ECLI:NL:HR:2024:734

Hoge Raad

Datum uitspraak
21 mei 2024
Publicatiedatum
17 mei 2024
Zaaknummer
23/04507
Instantie
Hoge Raad
Type
Uitspraak
Rechtsgebied
Strafrecht
Procedures
  • Herziening
Vindplaatsen
  • Rechtspraak.nl
AI samenvatting door LexboostAutomatisch gegenereerd

Herziening van een veroordeling wegens niet voldoen aan aangifteplicht bij douane

In deze zaak heeft de Hoge Raad op 21 mei 2024 uitspraak gedaan op een aanvraag tot herziening van een eerder arrest van het gerechtshof Amsterdam. De aanvrager, geboren in 1974, was eerder veroordeeld voor het niet voldoen aan de verplichting tot het doen van aangifte bij de douane op Schiphol, waar hij op 8 januari 2018 met € 10.000 in zijn handbagage op een vlucht naar Dubai stapte. De aanvrager stelde dat hij slechts € 9.800 bij zich had, omdat vier biljetten van € 50 vals waren. Hij voerde aan dat als het hof bekend was geweest met nieuwe verklaringen van getuigen en bewijsstukken, het tot een vrijspraak zou zijn gekomen.

Het hof had eerder geoordeeld dat de verklaring van de aanvrager over het wisselen van geld in Dubai niet voldoende was onderbouwd. Ook was er geen bewijs dat er valse biljetten tussen het geld zaten dat door opsporingsambtenaren op Schiphol was geteld. De Hoge Raad oordeelde dat de nieuwe verklaringen en stukken niet van voldoende gewicht waren om te kunnen spreken van een gegeven dat het hof niet bekend was, en dat het ernstige vermoeden ontbrak dat het hof tot een andere uitspraak zou zijn gekomen als deze informatie eerder bekend was geweest.

De aanvraag tot herziening werd afgewezen, waarbij de Hoge Raad benadrukte dat de eerder vastgestelde feiten en omstandigheden niet veranderd waren door de nieuwe informatie. De beslissing van het hof bleef dus in stand, en de aanvrager werd niet vrijgesproken van de hem ten laste gelegde feiten.

Uitspraak

HOGE RAAD DER NEDERLANDEN
STRAFKAMER
Nummer23/04507 H
Datum21 mei 2024
ARREST
op een aanvraag tot herziening van een in kracht van gewijsde gegaan arrest van het gerechtshof Amsterdam van 25 oktober 2021, nummer 23-001319-21, ingediend door M. Berndsen, advocaat in Amsterdam,
namens
[aanvrager] ,
geboren te [geboorteplaats] op [geboortedatum] 1974,
hierna: de aanvrager.

1.De uitspraak waarvan herziening is gevraagd

Het hof heeft de aanvrager veroordeeld voor het als degene, die uit hoofde van artikel 3 van verordening (EG) nr. 1889/2005 van het Europees Parlement en de Raad van de Europese Unie van 26 oktober 2005 betreffende de controle van liquide middelen die de Gemeenschap binnenkomen of verlaten verplicht is tot het doen van aangifte, deze aangifte niet voldoen, en bepaald dat hem geen straf of maatregel wordt opgelegd.

* * * * * * *

◆ **Opdrachten**
(A) Schrijf uit de getoonde tekst het gedeelte over dat opent met de woorden "Het hof had" en sluit met "laste gelegde feiten.".
(B) Van welk gerechtshof is het arrest van 25 oktober 2021 waarvan volgens de getoonde tekst herziening werd gevraagd?
De gegevens staan los van de getoonde tekst.

◆ **Opgeslagen invoer**
* * * * * * *

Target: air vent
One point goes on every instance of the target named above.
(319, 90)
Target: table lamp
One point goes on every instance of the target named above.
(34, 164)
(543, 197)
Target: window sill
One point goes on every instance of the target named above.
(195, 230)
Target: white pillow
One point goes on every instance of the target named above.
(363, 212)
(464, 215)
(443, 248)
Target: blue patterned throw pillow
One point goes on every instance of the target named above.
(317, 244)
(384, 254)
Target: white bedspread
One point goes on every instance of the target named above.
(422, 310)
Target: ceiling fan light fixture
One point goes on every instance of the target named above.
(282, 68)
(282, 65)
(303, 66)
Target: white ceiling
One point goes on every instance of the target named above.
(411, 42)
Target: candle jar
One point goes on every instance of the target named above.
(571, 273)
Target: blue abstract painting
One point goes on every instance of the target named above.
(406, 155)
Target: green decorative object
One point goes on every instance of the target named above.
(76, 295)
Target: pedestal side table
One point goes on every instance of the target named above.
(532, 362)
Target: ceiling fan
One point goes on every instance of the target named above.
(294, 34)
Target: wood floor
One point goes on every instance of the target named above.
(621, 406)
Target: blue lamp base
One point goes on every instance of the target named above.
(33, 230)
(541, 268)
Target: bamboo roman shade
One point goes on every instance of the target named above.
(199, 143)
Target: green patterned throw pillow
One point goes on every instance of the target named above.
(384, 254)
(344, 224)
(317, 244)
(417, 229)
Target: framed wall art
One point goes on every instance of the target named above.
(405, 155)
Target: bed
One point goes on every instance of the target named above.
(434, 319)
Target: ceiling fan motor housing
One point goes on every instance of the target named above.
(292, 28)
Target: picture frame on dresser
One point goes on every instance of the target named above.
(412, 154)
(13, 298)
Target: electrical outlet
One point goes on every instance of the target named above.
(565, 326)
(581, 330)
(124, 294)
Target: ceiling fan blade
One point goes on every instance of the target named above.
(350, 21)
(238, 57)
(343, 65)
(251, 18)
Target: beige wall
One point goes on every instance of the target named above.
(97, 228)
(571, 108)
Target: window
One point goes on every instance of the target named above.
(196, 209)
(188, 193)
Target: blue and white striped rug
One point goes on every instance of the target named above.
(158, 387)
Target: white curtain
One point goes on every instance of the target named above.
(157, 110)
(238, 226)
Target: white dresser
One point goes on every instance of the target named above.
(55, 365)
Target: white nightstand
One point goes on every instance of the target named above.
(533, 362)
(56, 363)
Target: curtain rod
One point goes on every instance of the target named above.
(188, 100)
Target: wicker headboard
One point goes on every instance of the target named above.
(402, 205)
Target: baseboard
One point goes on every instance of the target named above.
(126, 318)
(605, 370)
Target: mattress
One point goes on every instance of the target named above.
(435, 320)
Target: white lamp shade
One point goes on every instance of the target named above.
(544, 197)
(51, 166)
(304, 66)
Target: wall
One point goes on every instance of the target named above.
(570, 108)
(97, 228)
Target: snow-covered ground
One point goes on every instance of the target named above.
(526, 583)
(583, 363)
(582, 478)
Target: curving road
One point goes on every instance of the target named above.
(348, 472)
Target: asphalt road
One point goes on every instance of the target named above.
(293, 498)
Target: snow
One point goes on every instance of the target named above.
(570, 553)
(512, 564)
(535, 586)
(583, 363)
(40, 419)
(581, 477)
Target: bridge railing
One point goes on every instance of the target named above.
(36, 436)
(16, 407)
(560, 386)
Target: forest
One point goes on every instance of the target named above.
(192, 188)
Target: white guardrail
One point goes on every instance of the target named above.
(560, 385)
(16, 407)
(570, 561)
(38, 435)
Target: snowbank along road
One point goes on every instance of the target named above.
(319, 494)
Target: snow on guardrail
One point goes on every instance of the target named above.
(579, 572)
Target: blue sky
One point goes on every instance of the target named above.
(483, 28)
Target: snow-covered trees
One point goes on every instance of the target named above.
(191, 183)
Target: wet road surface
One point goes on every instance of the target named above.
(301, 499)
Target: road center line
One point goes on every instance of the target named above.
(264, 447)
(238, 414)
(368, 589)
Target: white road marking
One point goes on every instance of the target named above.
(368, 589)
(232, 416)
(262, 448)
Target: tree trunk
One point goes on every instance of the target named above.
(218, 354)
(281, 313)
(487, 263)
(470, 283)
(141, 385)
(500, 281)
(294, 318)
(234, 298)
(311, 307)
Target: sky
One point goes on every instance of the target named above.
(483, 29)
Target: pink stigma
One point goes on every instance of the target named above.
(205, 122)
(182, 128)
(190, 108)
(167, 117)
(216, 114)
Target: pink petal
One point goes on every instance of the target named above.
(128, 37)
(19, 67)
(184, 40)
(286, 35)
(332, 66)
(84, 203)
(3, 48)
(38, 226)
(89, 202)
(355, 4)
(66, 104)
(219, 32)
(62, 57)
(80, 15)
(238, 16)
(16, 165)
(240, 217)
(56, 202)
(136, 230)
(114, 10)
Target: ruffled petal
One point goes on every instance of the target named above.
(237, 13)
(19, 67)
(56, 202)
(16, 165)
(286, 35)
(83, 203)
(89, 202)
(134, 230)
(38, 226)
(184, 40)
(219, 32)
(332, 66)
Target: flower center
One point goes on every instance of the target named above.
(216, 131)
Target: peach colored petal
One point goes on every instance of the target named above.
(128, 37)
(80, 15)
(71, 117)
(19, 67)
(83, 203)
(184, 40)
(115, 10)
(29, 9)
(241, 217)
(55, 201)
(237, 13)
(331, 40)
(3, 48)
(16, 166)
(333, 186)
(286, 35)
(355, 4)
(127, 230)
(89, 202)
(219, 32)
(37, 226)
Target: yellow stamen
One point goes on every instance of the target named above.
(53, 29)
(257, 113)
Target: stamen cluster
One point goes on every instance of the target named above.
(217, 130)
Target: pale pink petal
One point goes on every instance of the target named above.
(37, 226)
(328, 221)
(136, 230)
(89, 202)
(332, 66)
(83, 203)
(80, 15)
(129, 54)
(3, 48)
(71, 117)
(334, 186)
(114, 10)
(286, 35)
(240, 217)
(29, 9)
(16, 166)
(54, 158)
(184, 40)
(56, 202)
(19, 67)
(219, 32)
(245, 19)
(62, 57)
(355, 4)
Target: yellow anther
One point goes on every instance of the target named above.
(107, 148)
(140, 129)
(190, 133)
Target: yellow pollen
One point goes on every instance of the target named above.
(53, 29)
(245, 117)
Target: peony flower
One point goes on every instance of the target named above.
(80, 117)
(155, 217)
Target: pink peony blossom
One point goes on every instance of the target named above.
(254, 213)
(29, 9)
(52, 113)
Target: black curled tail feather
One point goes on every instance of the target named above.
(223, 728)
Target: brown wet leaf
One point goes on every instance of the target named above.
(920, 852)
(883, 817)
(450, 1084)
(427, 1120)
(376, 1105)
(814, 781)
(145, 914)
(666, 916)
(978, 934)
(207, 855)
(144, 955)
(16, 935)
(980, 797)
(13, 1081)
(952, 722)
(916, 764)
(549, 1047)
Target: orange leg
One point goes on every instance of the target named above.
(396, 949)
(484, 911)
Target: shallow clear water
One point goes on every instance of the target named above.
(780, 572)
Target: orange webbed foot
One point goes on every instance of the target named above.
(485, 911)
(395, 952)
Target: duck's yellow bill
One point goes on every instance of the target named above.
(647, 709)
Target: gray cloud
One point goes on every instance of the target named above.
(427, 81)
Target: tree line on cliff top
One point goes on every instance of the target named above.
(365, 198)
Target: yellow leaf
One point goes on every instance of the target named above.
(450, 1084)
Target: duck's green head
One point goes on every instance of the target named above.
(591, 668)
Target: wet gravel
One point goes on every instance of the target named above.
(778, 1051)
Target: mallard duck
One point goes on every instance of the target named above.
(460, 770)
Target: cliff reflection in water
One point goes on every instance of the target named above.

* * * * * * *

◆ **Antwoorden per opdracht**
(A)
Het hof had eerder geoordeeld dat de verklaring van de aanvrager over het wisselen van geld in Dubai niet voldoende was onderbouwd. Ook was er geen bewijs dat er valse biljetten tussen het geld zaten dat door opsporingsambtenaren op Schiphol was geteld. De Hoge Raad oordeelde dat de nieuwe verklaringen en stukken niet van voldoende gewicht waren om te kunnen spreken van een gegeven dat het hof niet bekend was, en dat het ernstige vermoeden ontbrak dat het hof tot een andere uitspraak zou zijn gekomen als deze informatie eerder bekend was geweest.

De aanvraag tot herziening werd afgewezen, waarbij de Hoge Raad benadrukte dat de eerder vastgestelde feiten en omstandigheden niet veranderd waren door de nieuwe informatie. De beslissing van het hof bleef dus in stand, en de aanvrager werd niet vrijgesproken van de hem ten laste gelegde feiten.

(B) Van het gerechtshof Amsterdam.